DIRECTIONS FOR THIS TASK:
Present all of the items below as a numbered list, and leave out any blank lines.

(Point placement records)
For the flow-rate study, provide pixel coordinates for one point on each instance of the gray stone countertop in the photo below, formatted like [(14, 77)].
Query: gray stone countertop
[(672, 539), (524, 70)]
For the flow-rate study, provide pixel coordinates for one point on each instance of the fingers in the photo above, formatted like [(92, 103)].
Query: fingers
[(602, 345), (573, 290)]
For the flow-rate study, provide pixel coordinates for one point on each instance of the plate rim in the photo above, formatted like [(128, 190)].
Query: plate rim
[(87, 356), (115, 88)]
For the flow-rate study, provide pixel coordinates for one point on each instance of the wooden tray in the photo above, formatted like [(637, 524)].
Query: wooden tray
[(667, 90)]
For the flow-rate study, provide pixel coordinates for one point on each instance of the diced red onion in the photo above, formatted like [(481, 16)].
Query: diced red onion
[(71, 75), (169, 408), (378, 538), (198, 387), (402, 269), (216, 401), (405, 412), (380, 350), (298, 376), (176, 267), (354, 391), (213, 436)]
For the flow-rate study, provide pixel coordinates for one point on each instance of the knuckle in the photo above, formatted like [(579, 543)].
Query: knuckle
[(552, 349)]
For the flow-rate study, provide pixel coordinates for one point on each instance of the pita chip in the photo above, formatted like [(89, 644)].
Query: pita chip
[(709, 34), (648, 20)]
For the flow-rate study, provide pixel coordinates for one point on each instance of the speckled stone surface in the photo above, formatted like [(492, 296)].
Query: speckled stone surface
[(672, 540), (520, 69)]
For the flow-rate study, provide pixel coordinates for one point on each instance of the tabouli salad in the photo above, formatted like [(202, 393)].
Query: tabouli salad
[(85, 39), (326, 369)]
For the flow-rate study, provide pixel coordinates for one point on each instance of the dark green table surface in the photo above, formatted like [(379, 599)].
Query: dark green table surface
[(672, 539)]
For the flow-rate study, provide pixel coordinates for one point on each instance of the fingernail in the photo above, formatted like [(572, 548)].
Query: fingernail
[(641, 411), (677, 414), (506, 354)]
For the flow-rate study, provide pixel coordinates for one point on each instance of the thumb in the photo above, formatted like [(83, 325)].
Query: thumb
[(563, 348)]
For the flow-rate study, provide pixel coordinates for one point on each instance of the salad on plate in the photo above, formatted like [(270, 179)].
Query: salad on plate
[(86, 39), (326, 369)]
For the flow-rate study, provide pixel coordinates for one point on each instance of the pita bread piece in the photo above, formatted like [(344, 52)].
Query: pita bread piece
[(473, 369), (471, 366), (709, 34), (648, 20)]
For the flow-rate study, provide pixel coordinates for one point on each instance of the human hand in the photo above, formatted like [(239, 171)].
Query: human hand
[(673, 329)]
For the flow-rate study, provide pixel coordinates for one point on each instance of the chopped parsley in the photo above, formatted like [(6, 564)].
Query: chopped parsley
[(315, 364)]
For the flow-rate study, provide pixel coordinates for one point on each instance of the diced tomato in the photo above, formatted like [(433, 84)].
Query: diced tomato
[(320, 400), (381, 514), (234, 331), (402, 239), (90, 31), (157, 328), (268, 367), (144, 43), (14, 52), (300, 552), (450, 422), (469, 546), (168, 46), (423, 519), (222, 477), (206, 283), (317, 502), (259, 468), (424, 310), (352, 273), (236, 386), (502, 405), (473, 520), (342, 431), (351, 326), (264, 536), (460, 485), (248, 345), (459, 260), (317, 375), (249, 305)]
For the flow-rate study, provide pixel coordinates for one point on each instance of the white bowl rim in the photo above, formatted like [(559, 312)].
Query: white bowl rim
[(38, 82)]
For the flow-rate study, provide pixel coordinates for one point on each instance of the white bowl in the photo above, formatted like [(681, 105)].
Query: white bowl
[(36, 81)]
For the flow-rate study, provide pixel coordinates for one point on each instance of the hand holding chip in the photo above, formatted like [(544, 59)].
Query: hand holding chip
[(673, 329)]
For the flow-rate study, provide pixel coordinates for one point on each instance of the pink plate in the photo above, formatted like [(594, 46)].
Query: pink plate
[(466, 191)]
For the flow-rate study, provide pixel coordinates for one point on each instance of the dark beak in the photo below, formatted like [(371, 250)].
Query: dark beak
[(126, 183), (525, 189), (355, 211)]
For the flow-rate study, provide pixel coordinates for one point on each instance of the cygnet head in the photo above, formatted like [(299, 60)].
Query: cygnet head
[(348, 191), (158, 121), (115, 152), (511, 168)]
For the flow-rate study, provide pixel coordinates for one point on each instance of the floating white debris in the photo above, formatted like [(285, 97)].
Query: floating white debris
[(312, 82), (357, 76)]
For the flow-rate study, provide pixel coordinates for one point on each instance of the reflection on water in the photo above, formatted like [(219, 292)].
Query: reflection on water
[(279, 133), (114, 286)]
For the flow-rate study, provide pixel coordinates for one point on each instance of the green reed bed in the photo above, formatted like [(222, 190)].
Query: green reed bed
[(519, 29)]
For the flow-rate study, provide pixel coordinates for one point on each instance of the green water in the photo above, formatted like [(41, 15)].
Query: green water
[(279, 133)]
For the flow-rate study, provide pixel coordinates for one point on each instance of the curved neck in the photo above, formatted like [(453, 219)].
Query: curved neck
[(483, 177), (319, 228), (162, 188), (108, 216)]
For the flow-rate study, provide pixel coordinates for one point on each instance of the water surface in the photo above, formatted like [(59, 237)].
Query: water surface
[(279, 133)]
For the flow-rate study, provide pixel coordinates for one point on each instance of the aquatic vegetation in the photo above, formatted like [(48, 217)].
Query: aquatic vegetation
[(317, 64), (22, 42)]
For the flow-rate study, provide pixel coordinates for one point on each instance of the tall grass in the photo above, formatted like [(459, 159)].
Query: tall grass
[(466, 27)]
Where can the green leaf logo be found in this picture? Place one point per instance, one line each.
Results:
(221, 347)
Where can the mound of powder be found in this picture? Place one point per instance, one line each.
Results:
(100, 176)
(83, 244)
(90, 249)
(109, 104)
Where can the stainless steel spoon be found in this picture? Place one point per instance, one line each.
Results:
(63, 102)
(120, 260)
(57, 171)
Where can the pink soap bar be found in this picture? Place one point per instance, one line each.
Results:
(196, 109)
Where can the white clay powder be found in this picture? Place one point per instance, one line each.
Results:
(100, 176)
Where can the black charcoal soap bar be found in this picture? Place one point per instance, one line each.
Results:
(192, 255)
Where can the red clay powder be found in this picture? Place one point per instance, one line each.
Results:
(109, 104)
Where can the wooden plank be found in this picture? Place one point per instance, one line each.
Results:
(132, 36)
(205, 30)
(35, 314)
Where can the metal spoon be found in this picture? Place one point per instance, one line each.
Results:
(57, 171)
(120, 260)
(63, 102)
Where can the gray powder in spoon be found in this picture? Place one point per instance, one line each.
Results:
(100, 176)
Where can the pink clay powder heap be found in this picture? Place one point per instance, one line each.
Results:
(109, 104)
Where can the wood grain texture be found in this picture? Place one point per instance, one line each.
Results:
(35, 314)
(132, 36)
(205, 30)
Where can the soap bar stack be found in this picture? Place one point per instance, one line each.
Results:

TASK OUTPUT:
1. For the flow-rate study, provide pixel coordinates for one point on each instance of the gray stone countertop in the photo below, formatted like [(14, 77)].
2. Query: gray stone countertop
3. [(672, 539), (524, 70)]
4. For the flow-rate study, provide pixel coordinates for one point on each instance of the fingers in the photo above, formatted like [(92, 103)].
5. Query: fingers
6. [(602, 345), (573, 290)]
7. For the flow-rate study, provide pixel coordinates for one point on each instance of the plate rim in the photo above, formatted like [(128, 190)].
8. Query: plate rim
9. [(87, 356), (115, 88)]
10. For the flow-rate study, provide pixel coordinates for one point on each instance of the wooden tray in the photo above, formatted like [(637, 524)].
11. Query: wooden tray
12. [(667, 90)]
13. For the flow-rate study, provide pixel coordinates for one point on each instance of the diced red onion in the photo above, formatted like [(481, 16)].
14. Query: diced red onion
15. [(71, 75), (169, 408), (378, 538), (198, 387), (402, 269), (216, 401), (405, 412), (380, 350), (298, 376), (176, 267), (354, 391), (213, 436)]
16. For the flow-rate study, provide pixel coordinates for one point on each instance of the knuckle in the photo above, formatted like [(579, 543)].
17. Query: knuckle
18. [(552, 349)]
19. For the flow-rate study, provide pixel coordinates for one point on each instance of the pita chip in the photo above, formatted like [(89, 644)].
20. Query: pita chip
21. [(709, 34), (648, 20)]
22. For the flow-rate study, provide pixel coordinates for one point on each instance of the speckled stone surface in the photo above, formatted like [(492, 296)].
23. Query: speckled stone surface
24. [(672, 540), (520, 69)]
25. For the flow-rate study, provide pixel coordinates for one point on each instance of the tabouli salad in the photo above, formatted like [(202, 393)].
26. Query: tabouli salad
27. [(85, 39), (326, 369)]
28. For the flow-rate study, provide pixel coordinates for one point on each instance of the dark green table surface in the photo above, formatted like [(379, 599)].
29. Query: dark green table surface
30. [(672, 539)]
31. For the flow-rate study, provide pixel coordinates for one point on each instance of the fingernail in the photo above, formatted like [(572, 548)].
32. Query: fingernail
33. [(641, 411), (677, 414), (506, 354)]
34. For the flow-rate study, provide pixel coordinates for one point on each instance of the thumb in the photo above, formatted like [(83, 325)].
35. Query: thumb
36. [(563, 348)]
37. For the flow-rate study, provide pixel coordinates for one point on each instance of the salad on plate in the photo above, formatted like [(270, 179)].
38. Query: salad on plate
39. [(86, 39), (326, 369)]
40. For the flow-rate study, provide pixel coordinates for one point on each instance of the pita bread piece in the photo above, formatted like [(344, 52)].
41. Query: pita bread piece
42. [(473, 369), (471, 366), (709, 34), (648, 20)]
43. For the flow-rate study, provide pixel coordinates for one point on each instance of the human hand in the photo above, formatted like [(239, 171)].
44. Query: human hand
45. [(673, 329)]
46. For the flow-rate study, provide pixel coordinates for one point on each instance of the chopped parsley in the photo above, formatted like [(6, 564)].
47. Query: chopped parsley
48. [(315, 364)]
49. For the flow-rate study, provide pixel coordinates for one point on each instance of the diced tomato in the photo above, formatted like [(433, 84)].
50. Query: diced tomato
51. [(320, 400), (381, 514), (234, 331), (402, 239), (90, 31), (157, 328), (268, 367), (144, 43), (14, 52), (300, 552), (450, 422), (469, 546), (168, 46), (423, 519), (222, 477), (206, 283), (317, 502), (259, 468), (424, 310), (352, 273), (236, 386), (502, 405), (473, 520), (342, 431), (351, 326), (264, 536), (460, 485), (248, 345), (459, 260), (317, 375), (249, 305)]
52. For the flow-rate study, provide pixel coordinates for one point on each instance of the white bowl rim in the photo above, formatted like [(559, 312)].
53. Query: white bowl rim
54. [(38, 82)]
55. For the flow-rate study, provide pixel coordinates for one point on each instance of the white bowl in the photo above, formatted like [(681, 105)].
56. Query: white bowl
57. [(36, 81)]
58. For the flow-rate study, provide pixel coordinates for one point on each instance of the hand holding chip in the photo above, formatted like [(544, 59)].
59. Query: hand holding chip
60. [(673, 329)]
61. For the flow-rate study, provide pixel coordinates for one point on each instance of the pink plate in the photo above, formatted like [(594, 46)].
62. Query: pink plate
63. [(466, 191)]
64. For the flow-rate study, provide pixel coordinates for one point on each instance of the dark beak in the photo below, formatted like [(371, 250)].
65. Query: dark beak
66. [(126, 183), (525, 189), (355, 211)]
67. For the flow-rate study, provide pixel coordinates for one point on each instance of the cygnet head in the photo above, formatted like [(299, 60)].
68. Query: cygnet head
69. [(348, 191), (158, 121), (115, 152), (511, 168)]
70. For the flow-rate study, provide pixel coordinates for one point on each instance of the floating white debris in the photo above, formatted like [(285, 97)].
71. Query: floating white debris
72. [(312, 82), (357, 76)]
73. For the flow-rate study, provide pixel coordinates for one point on each instance of the reflection on water in the photo above, formatted like [(219, 292)].
74. Query: reflection on water
75. [(279, 133), (114, 286)]
76. For the flow-rate study, provide pixel coordinates for one point on each instance of the green reed bed in the photo above, formatted like [(222, 190)].
77. Query: green reed bed
78. [(519, 29)]
79. For the flow-rate study, provide pixel coordinates for one point on each instance of the green water in the photo above, formatted like [(41, 15)].
80. Query: green water
81. [(279, 133)]
82. For the flow-rate study, provide pixel coordinates for one point on each instance of the curved neck in the photo above, formatted like [(453, 219)].
83. Query: curved neck
84. [(483, 177), (319, 228), (162, 188), (108, 216)]
85. For the flow-rate study, provide pixel coordinates for one point on each instance of the water surface in the photo above, formatted like [(59, 237)].
86. Query: water surface
87. [(279, 133)]
88. For the flow-rate study, provide pixel coordinates for one point on each instance of the aquatic vegetation in the photo above, formatted like [(48, 217)].
89. Query: aquatic vegetation
90. [(317, 64), (22, 42)]
91. For the flow-rate study, provide pixel coordinates for one point on each instance of the tall grass in the photo above, formatted like [(459, 159)].
92. Query: tall grass
93. [(466, 27)]
94. Where can the green leaf logo be found in this picture? Place one point per instance, one line each.
95. Results:
96. (221, 347)
97. Where can the mound of powder be found in this picture? Place one point per instance, one line each.
98. Results:
99. (100, 176)
100. (83, 244)
101. (90, 249)
102. (109, 104)
103. Where can the stainless steel spoon be found in this picture? Place one point per instance, one line each.
104. Results:
105. (63, 102)
106. (120, 260)
107. (57, 171)
108. Where can the pink soap bar be found in this picture? Place one point per instance, one line each.
109. Results:
110. (196, 109)
111. Where can the white clay powder be found in this picture? Place one point per instance, one line each.
112. Results:
113. (100, 176)
114. Where can the black charcoal soap bar be found in this picture? Place one point per instance, one line each.
115. Results:
116. (192, 255)
117. Where can the red clay powder be found in this picture? Place one point per instance, one line each.
118. Results:
119. (109, 104)
120. Where can the wooden plank be found in this picture? Place one point per instance, one line each.
121. Results:
122. (132, 36)
123. (205, 30)
124. (35, 314)
125. Where can the metal spoon be found in this picture? Place one point per instance, one line each.
126. Results:
127. (57, 171)
128. (120, 260)
129. (63, 102)
130. Where can the gray powder in spoon be found in this picture? Place one point per instance, one line each.
131. Results:
132. (100, 176)
133. Where can the pink clay powder heap be found in this picture? Place one point per instance, one line each.
134. Results:
135. (109, 104)
136. Where can the wood grain texture be found in this picture? Place one point per instance, one line each.
137. Results:
138. (35, 314)
139. (132, 36)
140. (205, 30)
141. Where can the soap bar stack be found in this picture? Place one point per instance, one line each.
142. Results:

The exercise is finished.